The task: Sort through the listing below and keep each line with the word "dirt". Copy those.

Information shown:
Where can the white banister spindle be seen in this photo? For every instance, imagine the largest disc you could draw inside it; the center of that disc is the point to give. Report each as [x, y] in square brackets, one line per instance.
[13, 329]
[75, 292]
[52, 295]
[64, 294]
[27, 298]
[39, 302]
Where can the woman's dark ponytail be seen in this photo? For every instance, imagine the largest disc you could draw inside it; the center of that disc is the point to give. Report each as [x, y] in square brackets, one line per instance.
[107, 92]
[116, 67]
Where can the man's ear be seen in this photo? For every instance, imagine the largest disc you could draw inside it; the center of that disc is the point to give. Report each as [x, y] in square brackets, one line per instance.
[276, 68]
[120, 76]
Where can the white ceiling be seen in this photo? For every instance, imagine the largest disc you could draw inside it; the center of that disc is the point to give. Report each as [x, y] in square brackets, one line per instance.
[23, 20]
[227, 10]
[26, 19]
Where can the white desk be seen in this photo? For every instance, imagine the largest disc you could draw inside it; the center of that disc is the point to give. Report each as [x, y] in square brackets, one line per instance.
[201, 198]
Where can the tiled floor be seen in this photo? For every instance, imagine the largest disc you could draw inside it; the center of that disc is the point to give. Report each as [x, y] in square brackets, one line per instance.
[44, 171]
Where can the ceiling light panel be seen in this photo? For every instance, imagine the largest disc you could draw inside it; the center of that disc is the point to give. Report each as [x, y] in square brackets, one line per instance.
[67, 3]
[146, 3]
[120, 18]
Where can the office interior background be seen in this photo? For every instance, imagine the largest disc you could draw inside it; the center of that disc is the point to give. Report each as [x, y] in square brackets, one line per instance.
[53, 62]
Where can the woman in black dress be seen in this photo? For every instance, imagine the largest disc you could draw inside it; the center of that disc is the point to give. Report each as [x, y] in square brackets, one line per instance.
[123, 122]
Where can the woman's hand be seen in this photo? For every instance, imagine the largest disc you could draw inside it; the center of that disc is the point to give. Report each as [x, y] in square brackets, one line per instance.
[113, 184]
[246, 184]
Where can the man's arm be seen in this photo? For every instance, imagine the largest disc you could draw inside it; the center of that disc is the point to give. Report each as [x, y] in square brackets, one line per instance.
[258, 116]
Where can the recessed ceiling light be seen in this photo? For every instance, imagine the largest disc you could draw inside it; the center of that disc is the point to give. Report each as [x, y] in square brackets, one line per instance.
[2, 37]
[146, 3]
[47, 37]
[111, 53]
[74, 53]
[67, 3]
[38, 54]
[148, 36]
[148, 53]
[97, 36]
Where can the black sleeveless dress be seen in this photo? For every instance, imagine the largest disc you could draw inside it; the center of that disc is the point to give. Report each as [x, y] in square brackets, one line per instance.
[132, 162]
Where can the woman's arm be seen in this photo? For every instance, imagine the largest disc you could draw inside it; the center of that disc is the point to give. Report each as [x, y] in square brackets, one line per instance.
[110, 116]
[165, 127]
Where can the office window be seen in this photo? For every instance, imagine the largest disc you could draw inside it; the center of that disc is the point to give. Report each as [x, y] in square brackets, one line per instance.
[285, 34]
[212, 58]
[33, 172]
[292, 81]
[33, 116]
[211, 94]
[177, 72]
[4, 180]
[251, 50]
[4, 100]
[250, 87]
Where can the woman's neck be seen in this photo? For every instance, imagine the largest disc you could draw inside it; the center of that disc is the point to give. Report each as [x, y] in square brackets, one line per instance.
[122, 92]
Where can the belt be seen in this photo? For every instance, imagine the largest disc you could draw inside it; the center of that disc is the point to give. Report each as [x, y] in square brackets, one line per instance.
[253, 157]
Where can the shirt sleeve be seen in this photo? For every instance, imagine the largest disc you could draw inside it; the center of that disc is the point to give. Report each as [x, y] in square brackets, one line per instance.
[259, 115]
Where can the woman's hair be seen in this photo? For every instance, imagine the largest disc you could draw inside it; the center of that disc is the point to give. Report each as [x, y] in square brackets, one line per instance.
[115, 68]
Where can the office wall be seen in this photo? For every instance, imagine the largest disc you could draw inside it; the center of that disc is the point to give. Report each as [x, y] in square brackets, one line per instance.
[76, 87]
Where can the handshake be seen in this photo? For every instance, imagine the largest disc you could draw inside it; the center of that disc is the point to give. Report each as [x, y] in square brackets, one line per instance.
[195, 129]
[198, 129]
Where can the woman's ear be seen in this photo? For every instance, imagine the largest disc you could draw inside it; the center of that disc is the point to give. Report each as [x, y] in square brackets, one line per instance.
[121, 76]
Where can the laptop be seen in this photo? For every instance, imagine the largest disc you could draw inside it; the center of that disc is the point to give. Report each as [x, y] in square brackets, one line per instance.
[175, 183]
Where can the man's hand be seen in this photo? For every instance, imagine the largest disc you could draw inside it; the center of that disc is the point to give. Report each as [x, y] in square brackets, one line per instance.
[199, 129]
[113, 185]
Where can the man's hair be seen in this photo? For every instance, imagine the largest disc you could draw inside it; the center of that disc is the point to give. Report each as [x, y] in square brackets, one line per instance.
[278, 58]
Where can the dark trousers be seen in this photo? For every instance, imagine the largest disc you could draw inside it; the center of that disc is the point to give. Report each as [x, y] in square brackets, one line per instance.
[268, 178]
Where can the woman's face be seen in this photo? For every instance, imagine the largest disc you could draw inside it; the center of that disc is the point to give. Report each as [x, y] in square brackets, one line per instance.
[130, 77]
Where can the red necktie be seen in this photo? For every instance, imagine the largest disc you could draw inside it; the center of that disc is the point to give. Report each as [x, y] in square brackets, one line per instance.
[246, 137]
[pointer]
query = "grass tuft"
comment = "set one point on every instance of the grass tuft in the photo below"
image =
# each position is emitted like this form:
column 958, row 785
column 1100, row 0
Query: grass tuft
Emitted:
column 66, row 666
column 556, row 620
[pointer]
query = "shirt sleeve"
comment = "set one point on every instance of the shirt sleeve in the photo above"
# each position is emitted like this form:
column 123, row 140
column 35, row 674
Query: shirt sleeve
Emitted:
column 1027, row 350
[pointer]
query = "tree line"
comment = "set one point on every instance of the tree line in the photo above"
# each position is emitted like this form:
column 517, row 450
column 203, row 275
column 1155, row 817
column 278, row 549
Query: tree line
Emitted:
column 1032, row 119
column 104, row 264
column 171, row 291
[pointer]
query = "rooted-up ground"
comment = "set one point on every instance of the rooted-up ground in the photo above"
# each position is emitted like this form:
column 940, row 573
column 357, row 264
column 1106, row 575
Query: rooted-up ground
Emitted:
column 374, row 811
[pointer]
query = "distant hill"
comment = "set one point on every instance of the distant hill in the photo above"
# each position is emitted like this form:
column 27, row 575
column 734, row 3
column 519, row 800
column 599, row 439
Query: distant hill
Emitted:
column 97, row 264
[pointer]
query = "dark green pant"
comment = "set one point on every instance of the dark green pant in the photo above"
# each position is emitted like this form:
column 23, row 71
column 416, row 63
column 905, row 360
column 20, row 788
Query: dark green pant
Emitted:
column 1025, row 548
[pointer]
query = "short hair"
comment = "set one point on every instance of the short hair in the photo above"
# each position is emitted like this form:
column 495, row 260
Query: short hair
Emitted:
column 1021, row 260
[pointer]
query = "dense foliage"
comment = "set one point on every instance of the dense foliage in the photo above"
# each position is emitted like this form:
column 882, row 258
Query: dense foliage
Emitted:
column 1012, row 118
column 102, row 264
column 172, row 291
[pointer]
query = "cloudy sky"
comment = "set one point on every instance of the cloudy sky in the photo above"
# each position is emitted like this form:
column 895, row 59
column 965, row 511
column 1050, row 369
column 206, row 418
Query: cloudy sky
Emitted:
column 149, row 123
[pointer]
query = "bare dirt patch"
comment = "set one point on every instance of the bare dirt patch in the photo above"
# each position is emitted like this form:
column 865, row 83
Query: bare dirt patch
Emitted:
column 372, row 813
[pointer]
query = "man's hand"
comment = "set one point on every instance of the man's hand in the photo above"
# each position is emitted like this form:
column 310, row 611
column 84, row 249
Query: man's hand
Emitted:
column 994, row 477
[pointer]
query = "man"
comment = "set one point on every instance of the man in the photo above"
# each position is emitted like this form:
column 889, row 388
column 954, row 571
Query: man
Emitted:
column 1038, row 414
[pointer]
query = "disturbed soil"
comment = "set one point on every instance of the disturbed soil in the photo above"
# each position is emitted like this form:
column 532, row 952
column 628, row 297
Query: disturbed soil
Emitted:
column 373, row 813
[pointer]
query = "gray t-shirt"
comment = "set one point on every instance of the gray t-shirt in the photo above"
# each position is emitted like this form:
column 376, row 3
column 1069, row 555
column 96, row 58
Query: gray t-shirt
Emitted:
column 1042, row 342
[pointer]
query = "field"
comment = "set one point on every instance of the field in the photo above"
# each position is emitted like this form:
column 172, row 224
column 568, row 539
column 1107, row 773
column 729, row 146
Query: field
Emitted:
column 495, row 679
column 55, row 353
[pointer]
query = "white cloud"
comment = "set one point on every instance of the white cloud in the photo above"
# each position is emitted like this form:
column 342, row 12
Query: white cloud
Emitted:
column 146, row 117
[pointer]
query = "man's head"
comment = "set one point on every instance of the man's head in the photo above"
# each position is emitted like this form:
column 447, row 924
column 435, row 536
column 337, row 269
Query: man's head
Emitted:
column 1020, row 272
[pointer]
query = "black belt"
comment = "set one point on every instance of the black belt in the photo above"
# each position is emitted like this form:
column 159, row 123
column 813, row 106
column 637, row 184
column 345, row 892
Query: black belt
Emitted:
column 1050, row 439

Task result:
query = "bare dirt patch"
comment = "set one point on every instance of the bare dirt patch in the photo above"
Query: bare dirt patch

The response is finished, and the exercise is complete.